Please gather every line of the rows below that contains the string "steel", matching case exactly, and copy each one in full.

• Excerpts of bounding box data
········

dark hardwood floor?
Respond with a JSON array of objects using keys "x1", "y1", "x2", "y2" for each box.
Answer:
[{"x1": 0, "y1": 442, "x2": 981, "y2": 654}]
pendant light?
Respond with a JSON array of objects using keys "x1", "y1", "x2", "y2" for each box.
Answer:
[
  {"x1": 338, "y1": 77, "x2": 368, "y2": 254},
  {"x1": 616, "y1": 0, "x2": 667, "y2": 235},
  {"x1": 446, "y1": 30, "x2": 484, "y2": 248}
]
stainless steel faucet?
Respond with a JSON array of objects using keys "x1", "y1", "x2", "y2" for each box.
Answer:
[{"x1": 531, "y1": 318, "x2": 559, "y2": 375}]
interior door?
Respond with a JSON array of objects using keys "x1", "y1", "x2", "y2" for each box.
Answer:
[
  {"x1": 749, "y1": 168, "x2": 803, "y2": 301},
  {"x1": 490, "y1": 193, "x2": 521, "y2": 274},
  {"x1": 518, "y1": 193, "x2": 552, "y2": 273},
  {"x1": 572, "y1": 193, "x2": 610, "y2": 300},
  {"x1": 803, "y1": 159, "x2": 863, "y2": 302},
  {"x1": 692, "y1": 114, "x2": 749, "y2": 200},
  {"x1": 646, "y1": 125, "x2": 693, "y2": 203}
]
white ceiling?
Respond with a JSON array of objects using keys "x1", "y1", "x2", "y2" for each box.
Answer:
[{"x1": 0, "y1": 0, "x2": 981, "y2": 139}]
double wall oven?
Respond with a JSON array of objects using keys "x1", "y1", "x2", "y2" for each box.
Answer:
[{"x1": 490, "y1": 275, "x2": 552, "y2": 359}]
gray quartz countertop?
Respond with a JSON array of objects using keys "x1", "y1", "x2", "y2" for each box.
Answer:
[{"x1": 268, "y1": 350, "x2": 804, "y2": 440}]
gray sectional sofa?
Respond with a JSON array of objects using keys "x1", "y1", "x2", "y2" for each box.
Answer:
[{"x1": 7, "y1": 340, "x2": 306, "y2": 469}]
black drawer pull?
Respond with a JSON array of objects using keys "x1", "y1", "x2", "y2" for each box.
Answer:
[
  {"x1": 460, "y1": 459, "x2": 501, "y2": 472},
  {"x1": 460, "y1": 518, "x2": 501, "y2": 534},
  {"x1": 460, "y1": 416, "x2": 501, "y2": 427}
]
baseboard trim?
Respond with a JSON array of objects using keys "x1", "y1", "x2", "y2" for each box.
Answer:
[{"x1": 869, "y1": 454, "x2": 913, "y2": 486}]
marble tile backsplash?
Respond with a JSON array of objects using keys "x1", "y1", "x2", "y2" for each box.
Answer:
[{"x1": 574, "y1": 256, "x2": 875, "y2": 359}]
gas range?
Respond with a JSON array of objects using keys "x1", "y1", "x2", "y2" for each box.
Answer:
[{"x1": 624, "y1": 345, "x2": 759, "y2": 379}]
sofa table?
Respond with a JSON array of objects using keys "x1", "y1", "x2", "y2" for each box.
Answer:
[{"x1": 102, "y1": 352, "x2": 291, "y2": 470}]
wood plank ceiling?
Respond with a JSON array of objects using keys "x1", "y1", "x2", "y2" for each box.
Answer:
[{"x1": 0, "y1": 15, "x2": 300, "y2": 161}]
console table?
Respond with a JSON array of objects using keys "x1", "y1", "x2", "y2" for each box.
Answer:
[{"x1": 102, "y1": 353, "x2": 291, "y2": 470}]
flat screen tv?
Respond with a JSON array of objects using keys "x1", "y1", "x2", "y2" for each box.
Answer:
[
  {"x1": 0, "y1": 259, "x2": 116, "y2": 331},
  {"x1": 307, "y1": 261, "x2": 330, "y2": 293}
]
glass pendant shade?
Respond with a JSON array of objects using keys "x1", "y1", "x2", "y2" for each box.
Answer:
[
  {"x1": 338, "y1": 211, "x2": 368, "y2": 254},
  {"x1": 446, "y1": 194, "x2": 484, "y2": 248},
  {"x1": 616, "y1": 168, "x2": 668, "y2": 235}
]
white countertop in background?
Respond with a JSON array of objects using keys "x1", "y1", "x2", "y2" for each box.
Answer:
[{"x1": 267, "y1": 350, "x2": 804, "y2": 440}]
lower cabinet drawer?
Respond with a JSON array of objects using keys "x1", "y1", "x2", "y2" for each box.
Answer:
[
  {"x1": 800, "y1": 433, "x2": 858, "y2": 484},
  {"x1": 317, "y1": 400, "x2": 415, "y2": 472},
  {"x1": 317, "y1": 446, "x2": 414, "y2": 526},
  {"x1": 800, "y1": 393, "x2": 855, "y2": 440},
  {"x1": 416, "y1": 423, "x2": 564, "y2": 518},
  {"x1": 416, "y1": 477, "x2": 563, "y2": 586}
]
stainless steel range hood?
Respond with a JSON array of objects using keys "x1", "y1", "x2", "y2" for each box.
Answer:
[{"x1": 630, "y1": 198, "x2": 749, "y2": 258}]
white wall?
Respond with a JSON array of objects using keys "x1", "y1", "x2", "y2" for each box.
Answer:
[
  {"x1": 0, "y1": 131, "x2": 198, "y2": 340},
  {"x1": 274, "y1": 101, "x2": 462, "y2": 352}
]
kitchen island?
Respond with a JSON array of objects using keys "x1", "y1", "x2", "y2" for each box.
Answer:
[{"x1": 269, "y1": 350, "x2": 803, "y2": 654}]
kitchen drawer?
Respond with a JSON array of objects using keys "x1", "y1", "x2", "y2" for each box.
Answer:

········

• Written solution
stainless steel faucet?
stainless steel range hood?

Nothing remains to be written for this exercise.